**Texto propuesto**.
En segundo lugar, don Anastasio en manos del Señor. Tengamos esta seguridad. Lo habéis escuchado en el Evangelio, queridos hermanos: todo lo que me da el Padre vendrá a mí. Y, mirad, sabemos que en manos del Señor estamos. Y en manos del Señor nada se pierde. Porque nos lo ha dicho Él hace un instante: el Padre que me ha enviado, me ha enviado para que no pierda nada de lo que me dio. Y Dios le ha dado todos los hombres a nuestro Señor Jesucristo. Y esta experiencia la tenemos todos los discípulos de Cristo. Y todos los cristianos. Estamos en manos del Señor. Y nosotros también tenemos esa misión: somos misioneros. No cerramos nuestra vida para nosotros mismos.

Como os dicho en algunas ocasiones a los que más venís a las celebraciones a la catedral, hemos de ser, como nos dice el Papa Francisco, discípulos misioneros. Y el discípulo misionero lo que hace, en primer lugar, es ponerse en manos del Señor. La expresión más bella y más bonita de lo que es un discípulo misionero, nos lo manifiesta nuestra madre, la Santísima Virgen María. Vedla. Ella se hace discípula. En primer lugar, acogiendo al Señor. Leed la Anunciación del Señor, donde la Virgen María le dice a Dios: «Aquí me tienes, aquí estoy».

El discípulo misionero se deja llenar la vida de Dios. Pero el discípulo misionero no se cierra en sí mismo. Sale. Sale. Sale al camino, como lo hizo la Santísima Virgen María en la Visitación. A un camino que no era fácil. Pero no sale de cualquier manera: sale sabiendo que lleva a Jesucristo. Que lleva y está llena de Dios. Y es Jesús precisamente el que hace posible que cuando se encuentra con las gentes, vemos cómo un niño que aún no había nacido salta de gozo, y una mujer anciana que iba a ser madre es capaz de prorrumpir en el más bello de los poemas, o de las palabras que se pueden decir a un ser humano: «dichosa tú que has creído, que lo que ha dicho el Señor se cumplirá».  Dichoso don Anastasio que creyó lo que ha dicho el Señor. Y que murió creyendo lo que había dicho el Señor: que estamos en manos del Señor, que nada se pierde, porque todo lo ha puesto Dios en sus manos.

**Los datos**.
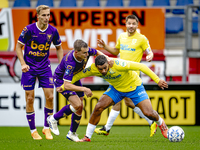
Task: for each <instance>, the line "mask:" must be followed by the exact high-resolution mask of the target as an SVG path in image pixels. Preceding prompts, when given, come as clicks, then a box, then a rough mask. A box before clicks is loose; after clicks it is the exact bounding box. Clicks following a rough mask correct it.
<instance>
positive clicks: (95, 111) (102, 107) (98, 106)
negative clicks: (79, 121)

**Enunciado del ejercicio**.
Por favor, pasa al inglés esta oración de la homilía: «Y en manos del Señor nada se pierde.»

**Resultado del ejercicio**.
And in the Lord's hands nothing is lost.